### To be done:
Copy the lines of the records below, starting at the line that contains "of the child" and ending at the line that contains "(1062, 154)", both included, and copy no other lines. Offset every coordinate value in the answers by -62, and leave all other text unchanged.

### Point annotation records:

======

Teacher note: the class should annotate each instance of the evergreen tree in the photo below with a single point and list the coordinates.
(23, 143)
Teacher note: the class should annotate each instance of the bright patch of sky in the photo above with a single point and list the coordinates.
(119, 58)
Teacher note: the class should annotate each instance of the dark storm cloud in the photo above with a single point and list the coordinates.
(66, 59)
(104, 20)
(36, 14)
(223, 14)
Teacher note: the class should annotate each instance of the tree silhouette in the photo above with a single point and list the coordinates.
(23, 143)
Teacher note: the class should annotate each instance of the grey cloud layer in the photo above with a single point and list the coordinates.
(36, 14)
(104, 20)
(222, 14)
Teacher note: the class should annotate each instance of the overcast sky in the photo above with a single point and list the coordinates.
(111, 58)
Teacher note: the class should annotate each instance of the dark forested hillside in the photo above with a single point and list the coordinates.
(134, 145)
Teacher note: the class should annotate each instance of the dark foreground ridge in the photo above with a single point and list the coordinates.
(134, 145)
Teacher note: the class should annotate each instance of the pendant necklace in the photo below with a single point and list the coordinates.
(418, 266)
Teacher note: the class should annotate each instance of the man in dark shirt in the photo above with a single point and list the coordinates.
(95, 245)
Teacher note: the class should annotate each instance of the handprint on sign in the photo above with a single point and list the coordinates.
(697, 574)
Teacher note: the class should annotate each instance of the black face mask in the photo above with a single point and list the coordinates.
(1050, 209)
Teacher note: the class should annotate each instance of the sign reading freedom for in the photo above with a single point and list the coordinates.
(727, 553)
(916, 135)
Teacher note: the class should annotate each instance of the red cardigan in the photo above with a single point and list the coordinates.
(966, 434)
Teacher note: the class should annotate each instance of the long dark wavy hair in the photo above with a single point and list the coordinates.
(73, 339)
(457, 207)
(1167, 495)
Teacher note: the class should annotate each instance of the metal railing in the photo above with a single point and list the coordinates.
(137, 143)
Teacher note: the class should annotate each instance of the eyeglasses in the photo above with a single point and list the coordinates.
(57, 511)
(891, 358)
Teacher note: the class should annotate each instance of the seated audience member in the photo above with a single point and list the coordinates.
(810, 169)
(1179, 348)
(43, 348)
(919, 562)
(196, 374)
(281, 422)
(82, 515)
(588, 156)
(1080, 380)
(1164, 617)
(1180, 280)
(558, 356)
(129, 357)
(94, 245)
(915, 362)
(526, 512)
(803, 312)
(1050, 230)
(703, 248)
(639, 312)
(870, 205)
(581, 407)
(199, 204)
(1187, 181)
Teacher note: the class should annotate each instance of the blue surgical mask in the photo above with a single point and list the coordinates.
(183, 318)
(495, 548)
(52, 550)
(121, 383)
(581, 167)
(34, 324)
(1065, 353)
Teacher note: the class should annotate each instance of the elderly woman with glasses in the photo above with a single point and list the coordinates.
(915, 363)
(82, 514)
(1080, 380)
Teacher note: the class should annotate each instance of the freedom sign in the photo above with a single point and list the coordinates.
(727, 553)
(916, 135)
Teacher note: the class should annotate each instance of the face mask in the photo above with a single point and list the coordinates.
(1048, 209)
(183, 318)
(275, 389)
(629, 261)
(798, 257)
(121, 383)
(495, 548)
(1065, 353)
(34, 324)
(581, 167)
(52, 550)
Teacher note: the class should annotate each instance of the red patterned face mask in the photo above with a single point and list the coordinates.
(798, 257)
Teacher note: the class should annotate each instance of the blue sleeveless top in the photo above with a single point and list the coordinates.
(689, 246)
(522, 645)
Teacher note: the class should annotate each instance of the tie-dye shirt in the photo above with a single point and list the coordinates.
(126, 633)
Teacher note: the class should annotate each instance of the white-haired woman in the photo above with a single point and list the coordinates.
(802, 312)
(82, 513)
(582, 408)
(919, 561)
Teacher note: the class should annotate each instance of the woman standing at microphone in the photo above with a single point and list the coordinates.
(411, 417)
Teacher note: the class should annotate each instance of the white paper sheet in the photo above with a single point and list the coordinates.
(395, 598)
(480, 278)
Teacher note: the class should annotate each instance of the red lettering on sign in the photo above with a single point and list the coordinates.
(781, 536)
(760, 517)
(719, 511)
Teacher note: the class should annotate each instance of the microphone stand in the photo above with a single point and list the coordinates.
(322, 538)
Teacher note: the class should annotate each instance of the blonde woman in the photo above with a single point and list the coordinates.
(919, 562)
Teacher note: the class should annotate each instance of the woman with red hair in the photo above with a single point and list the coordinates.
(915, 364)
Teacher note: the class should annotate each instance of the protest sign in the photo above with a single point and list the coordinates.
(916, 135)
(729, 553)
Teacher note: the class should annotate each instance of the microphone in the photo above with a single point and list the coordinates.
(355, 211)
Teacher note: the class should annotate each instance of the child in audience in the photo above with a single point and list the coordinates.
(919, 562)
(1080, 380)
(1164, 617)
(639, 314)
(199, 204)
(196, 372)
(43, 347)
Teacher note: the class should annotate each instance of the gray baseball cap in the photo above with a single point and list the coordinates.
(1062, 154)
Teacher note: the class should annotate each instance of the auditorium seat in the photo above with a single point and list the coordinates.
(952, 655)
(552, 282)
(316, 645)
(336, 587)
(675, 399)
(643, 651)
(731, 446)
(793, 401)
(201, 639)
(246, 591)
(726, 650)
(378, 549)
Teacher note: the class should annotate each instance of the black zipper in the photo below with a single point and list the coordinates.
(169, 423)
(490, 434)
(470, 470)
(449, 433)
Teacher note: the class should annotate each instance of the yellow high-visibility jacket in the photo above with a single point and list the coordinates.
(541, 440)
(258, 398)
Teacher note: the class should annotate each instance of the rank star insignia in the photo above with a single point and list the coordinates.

======

### Result for this exercise:
Teacher note: the class should annotate each instance of the child in audience in the photo above with a single point and list the coordinates.
(857, 500)
(1018, 318)
(1102, 555)
(577, 252)
(137, 142)
(134, 310)
(-19, 285)
Teacher note: the class should annotate each instance of the gray baseball cap in the photo above with a single point and list the coordinates.
(1000, 92)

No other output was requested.